- _WHAT IS REQUIRED_: Below is a listing to write out in full, exactly as given, without its pictures.

Image outline annotation entries
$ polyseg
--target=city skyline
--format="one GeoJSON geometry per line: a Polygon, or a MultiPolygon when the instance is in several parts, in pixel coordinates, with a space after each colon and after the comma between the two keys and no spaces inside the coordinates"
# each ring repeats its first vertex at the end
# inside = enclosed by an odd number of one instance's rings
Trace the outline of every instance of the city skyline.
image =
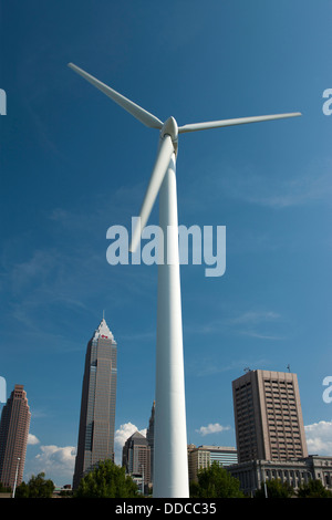
{"type": "Polygon", "coordinates": [[[222,277],[180,269],[188,444],[235,446],[231,381],[290,365],[308,450],[332,454],[331,19],[325,0],[2,7],[0,376],[31,405],[24,479],[72,481],[103,310],[120,345],[116,457],[155,398],[157,267],[106,258],[107,229],[138,215],[155,136],[80,84],[71,61],[179,124],[302,112],[181,141],[179,223],[226,227],[222,277]]]}
{"type": "Polygon", "coordinates": [[[114,460],[116,354],[116,341],[103,316],[86,347],[73,489],[100,460],[114,460]]]}

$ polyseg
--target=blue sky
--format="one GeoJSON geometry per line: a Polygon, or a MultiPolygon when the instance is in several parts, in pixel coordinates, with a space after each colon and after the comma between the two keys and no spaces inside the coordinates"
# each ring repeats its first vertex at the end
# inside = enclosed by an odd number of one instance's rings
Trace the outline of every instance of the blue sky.
{"type": "Polygon", "coordinates": [[[103,310],[118,441],[146,428],[154,399],[157,268],[110,266],[106,231],[138,214],[158,133],[69,62],[179,125],[303,113],[180,136],[179,221],[227,230],[225,275],[181,268],[188,441],[235,446],[231,381],[290,365],[309,451],[332,455],[332,2],[12,0],[0,15],[0,375],[28,393],[24,477],[71,482],[103,310]]]}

- _EXPECTED ANSWER_:
$ polyseg
--target=city skyline
--format="one GeoJSON geometry per line: a Polygon, or a MultiPolygon when the instance is in several parts, in pixel coordinates, with a space after each colon and after the comma between the two keys and no spaces inside the coordinates"
# each ring repeats its first vertex at the end
# inside = enclosed by an odd number of one instance's rings
Trace the outline of every instance of the city skyline.
image =
{"type": "Polygon", "coordinates": [[[222,277],[180,269],[188,444],[235,446],[231,381],[290,365],[308,450],[332,454],[331,19],[325,0],[2,7],[0,376],[31,405],[24,479],[72,481],[103,310],[120,345],[116,457],[155,398],[157,267],[106,258],[107,229],[138,215],[155,136],[80,84],[71,61],[179,124],[302,112],[181,141],[179,223],[226,227],[222,277]]]}
{"type": "Polygon", "coordinates": [[[114,460],[116,354],[116,341],[103,316],[86,347],[73,489],[100,460],[114,460]]]}

$ polyseg
--target=blue sky
--format="one GeoJSON geometry per line: a Polygon, or a MultiPolygon when the instance is in several parts, in pixel coordinates, with a space after each colon and after the comma between the two keys and no spaces inside the coordinates"
# each ring repeats its first vertex at the end
# inside = enclosed by an odd number of one instance's rings
Trace the outline of every instance of the blue sky.
{"type": "Polygon", "coordinates": [[[103,310],[118,441],[146,428],[154,399],[157,268],[110,266],[106,231],[138,214],[158,133],[69,62],[179,125],[303,113],[180,136],[179,221],[227,230],[225,275],[181,268],[188,441],[235,446],[231,381],[290,365],[309,451],[332,455],[332,2],[12,0],[0,15],[0,375],[28,393],[24,477],[71,482],[103,310]]]}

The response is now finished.